START Material provided

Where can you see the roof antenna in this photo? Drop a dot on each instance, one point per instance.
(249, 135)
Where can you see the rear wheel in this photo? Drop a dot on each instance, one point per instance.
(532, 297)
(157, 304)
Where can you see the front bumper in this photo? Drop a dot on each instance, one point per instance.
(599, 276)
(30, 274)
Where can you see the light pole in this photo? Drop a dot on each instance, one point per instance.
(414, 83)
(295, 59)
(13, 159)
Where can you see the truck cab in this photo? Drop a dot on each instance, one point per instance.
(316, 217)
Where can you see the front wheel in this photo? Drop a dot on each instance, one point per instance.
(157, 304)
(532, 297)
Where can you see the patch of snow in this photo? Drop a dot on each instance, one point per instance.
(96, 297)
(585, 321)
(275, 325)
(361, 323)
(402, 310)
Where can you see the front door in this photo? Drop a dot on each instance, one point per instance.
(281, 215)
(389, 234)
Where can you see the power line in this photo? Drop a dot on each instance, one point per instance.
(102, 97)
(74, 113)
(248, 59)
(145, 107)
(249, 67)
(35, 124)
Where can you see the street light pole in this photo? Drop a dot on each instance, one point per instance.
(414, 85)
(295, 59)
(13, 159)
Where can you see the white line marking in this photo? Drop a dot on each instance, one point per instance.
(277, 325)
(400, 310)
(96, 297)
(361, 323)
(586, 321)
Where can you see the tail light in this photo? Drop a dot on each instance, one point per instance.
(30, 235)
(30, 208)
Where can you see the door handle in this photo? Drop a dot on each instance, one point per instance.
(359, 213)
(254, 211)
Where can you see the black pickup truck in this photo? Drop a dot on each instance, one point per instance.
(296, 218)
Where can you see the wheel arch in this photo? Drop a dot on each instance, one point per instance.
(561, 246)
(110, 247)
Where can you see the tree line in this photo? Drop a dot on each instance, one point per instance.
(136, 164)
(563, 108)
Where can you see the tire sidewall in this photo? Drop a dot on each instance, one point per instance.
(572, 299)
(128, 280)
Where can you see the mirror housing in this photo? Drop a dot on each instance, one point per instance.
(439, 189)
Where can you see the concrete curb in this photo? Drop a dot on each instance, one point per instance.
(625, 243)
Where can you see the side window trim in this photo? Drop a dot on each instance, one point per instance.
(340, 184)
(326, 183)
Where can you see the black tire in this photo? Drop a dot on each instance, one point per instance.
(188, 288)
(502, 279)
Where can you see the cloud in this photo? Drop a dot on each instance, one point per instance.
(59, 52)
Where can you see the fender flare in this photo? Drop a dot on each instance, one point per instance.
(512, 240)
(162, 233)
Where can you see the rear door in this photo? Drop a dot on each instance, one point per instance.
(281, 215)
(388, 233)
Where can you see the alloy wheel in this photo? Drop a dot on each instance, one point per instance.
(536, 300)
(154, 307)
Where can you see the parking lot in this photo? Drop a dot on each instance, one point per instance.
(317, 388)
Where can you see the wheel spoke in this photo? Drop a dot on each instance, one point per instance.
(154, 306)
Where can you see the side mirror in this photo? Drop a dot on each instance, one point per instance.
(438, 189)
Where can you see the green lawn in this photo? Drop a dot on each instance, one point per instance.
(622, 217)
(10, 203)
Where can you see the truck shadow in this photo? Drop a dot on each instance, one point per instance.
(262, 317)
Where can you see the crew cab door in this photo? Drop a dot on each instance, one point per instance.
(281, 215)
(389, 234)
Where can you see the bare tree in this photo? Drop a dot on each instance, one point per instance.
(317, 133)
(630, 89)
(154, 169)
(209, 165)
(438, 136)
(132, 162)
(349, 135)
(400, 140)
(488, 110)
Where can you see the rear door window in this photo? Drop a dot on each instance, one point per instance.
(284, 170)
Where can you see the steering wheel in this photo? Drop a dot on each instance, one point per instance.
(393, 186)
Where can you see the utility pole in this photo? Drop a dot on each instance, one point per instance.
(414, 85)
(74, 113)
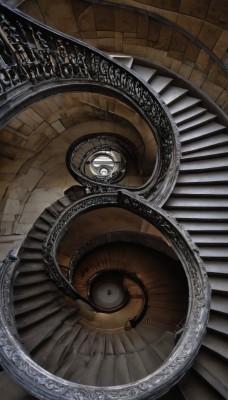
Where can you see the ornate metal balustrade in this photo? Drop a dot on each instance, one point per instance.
(37, 61)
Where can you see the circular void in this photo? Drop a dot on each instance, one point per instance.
(97, 160)
(49, 386)
(104, 165)
(106, 291)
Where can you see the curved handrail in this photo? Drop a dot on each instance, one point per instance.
(38, 61)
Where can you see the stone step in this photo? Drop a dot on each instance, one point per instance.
(219, 284)
(25, 278)
(160, 83)
(197, 122)
(217, 343)
(201, 215)
(216, 190)
(207, 238)
(184, 104)
(218, 323)
(213, 370)
(22, 306)
(216, 267)
(212, 251)
(199, 226)
(215, 163)
(201, 132)
(194, 387)
(38, 289)
(189, 115)
(219, 303)
(207, 154)
(33, 318)
(196, 202)
(172, 94)
(205, 143)
(10, 390)
(200, 177)
(144, 72)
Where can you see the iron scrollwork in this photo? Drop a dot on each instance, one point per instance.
(37, 55)
(26, 372)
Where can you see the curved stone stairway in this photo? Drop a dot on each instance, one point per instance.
(64, 341)
(200, 203)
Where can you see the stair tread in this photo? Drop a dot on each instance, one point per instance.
(200, 120)
(217, 190)
(201, 215)
(201, 132)
(199, 226)
(219, 284)
(184, 104)
(196, 202)
(218, 322)
(209, 177)
(204, 143)
(159, 83)
(208, 153)
(213, 370)
(194, 387)
(216, 267)
(144, 72)
(201, 165)
(172, 93)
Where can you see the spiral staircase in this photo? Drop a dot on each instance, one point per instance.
(69, 339)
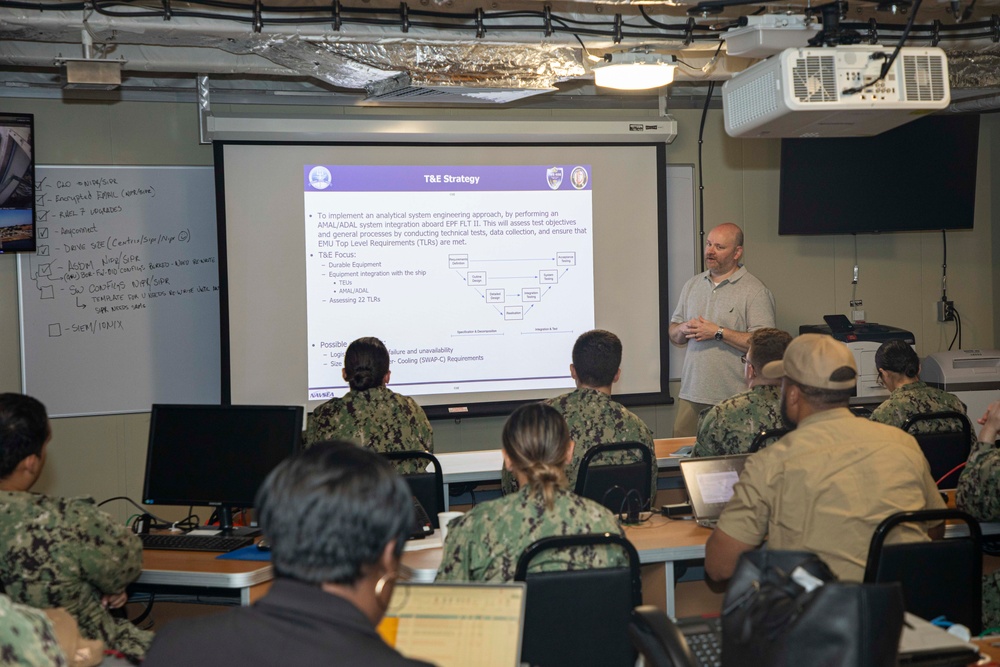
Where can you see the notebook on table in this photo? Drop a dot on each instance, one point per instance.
(457, 625)
(709, 482)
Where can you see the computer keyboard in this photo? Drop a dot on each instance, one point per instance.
(193, 542)
(704, 637)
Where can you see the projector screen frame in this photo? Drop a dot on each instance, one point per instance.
(464, 409)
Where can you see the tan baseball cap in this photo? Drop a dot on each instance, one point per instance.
(816, 360)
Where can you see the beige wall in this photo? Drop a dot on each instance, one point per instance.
(810, 276)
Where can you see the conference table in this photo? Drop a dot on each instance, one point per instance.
(202, 576)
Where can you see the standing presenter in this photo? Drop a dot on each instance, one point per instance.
(716, 313)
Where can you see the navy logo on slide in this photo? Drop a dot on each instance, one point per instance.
(320, 177)
(554, 176)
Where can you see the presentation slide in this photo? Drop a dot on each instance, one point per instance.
(503, 252)
(477, 265)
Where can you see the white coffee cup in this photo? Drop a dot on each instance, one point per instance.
(443, 519)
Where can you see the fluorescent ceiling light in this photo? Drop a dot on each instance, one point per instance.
(634, 71)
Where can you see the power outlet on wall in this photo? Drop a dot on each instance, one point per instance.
(946, 310)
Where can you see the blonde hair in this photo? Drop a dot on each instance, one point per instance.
(536, 440)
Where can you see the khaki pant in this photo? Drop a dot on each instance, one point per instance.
(686, 419)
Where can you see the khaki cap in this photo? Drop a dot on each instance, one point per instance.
(813, 360)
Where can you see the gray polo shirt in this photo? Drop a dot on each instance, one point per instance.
(712, 369)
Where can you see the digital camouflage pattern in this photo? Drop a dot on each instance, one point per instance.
(919, 398)
(26, 637)
(731, 426)
(65, 552)
(485, 543)
(978, 493)
(378, 419)
(594, 418)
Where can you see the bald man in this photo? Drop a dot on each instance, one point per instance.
(716, 313)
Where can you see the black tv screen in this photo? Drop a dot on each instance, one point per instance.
(17, 183)
(917, 177)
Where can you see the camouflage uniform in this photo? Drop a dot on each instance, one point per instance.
(731, 426)
(978, 493)
(27, 637)
(485, 543)
(918, 398)
(594, 418)
(65, 552)
(376, 418)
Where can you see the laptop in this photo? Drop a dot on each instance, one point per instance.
(921, 644)
(457, 624)
(709, 483)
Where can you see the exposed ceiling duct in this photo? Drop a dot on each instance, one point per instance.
(432, 51)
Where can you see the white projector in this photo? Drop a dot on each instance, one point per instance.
(800, 92)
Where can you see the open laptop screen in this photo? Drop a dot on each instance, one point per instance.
(709, 483)
(457, 625)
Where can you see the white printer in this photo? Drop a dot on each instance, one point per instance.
(972, 375)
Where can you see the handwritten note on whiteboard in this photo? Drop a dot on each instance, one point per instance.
(120, 302)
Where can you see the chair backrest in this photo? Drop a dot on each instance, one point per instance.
(946, 448)
(764, 438)
(428, 486)
(940, 577)
(597, 481)
(579, 617)
(658, 640)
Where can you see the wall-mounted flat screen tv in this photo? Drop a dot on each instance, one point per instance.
(17, 183)
(917, 177)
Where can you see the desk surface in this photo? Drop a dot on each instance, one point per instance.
(204, 570)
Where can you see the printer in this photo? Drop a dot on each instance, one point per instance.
(862, 339)
(972, 375)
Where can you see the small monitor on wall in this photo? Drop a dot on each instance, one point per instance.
(17, 182)
(217, 455)
(917, 177)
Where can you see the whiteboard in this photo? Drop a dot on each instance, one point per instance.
(681, 245)
(119, 305)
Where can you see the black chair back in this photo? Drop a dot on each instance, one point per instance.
(428, 486)
(940, 577)
(946, 448)
(634, 480)
(764, 438)
(658, 640)
(579, 617)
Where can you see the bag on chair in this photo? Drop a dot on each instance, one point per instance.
(787, 609)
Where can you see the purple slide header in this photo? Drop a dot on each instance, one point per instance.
(386, 178)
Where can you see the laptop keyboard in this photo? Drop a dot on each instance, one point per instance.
(704, 637)
(167, 541)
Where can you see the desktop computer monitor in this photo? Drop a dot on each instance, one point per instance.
(217, 455)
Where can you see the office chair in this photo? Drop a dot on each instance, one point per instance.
(765, 437)
(597, 481)
(940, 577)
(427, 486)
(945, 448)
(579, 617)
(658, 640)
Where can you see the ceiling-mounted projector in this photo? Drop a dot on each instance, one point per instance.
(805, 92)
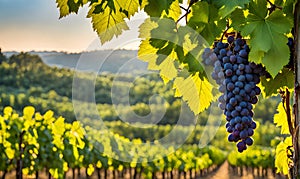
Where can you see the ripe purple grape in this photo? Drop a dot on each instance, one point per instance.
(237, 78)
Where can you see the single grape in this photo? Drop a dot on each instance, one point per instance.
(230, 39)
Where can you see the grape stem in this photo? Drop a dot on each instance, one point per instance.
(296, 142)
(225, 31)
(285, 96)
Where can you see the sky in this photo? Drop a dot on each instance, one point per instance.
(27, 25)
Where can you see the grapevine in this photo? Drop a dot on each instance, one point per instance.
(237, 79)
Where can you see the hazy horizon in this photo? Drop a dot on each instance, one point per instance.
(35, 26)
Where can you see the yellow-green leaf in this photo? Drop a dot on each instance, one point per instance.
(10, 153)
(281, 158)
(63, 7)
(131, 6)
(108, 23)
(7, 110)
(195, 91)
(167, 68)
(280, 119)
(148, 54)
(90, 170)
(59, 127)
(28, 112)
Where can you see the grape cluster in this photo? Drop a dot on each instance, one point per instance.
(237, 79)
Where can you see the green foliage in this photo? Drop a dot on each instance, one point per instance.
(253, 157)
(282, 160)
(280, 119)
(44, 138)
(282, 79)
(267, 35)
(164, 44)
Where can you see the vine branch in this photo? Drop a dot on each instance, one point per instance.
(285, 96)
(273, 6)
(225, 31)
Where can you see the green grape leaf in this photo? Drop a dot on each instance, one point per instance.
(109, 22)
(68, 6)
(281, 158)
(155, 8)
(280, 119)
(195, 91)
(10, 153)
(267, 36)
(130, 6)
(285, 78)
(228, 6)
(238, 19)
(208, 22)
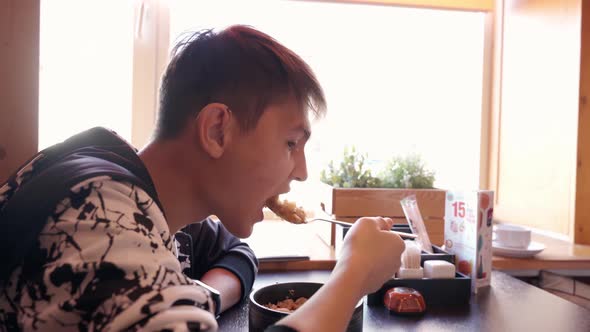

END Material provided

(Objective) Please pull out the part of the records from the line containing "Where can you see the ceiling-mounted" through the end of the records, and repeat it line for line with both ends included. Leave the pictures out of your answer.

(Expected output)
Where can you see the ceiling-mounted projector in this photo? Drop a dot on each instance, one point per instance.
(805, 92)
Where can you see the ripe purple grape in this photo? Drop a dot on each instance, one point per instance.
(237, 78)
Where can you see the single grape in this photo? Drop a dot on each instance, one point per instance.
(230, 39)
Where can you see the grape stem in this photo? Drop a dot on each instance, one point per instance.
(296, 142)
(225, 31)
(285, 96)
Where can you see the sky in this photo? Drop a dot on each instance, one point per instance.
(27, 25)
Where can you see the grapevine in this photo? Drop a dot on each instance, one point per instance.
(237, 79)
Where can you see the hazy horizon in this photo? Drop a dot on each instance, one point per instance.
(35, 26)
Where can you see the yellow-green leaf in this photo? Drop a dot on each instance, one point per instance.
(10, 153)
(281, 158)
(63, 7)
(131, 6)
(108, 23)
(7, 110)
(195, 91)
(167, 68)
(280, 119)
(148, 54)
(90, 170)
(59, 127)
(28, 112)
Where can you see the grape cluster in this photo? Drop a dot on each instance, one point per instance.
(237, 79)
Where can you see the green foliage in this photo? Drop a dot on each instance, one point per instance.
(253, 157)
(282, 160)
(280, 119)
(44, 138)
(282, 79)
(267, 35)
(164, 44)
Where can you see the vine branch in this photo? Drop a dot on each instance, one point per instance.
(285, 96)
(273, 6)
(225, 31)
Where can you see the green grape leaf in this photo? Drop a dot on each instance, one point per instance.
(109, 22)
(68, 6)
(281, 158)
(155, 8)
(280, 119)
(195, 91)
(10, 153)
(267, 36)
(130, 6)
(285, 78)
(228, 6)
(238, 19)
(208, 22)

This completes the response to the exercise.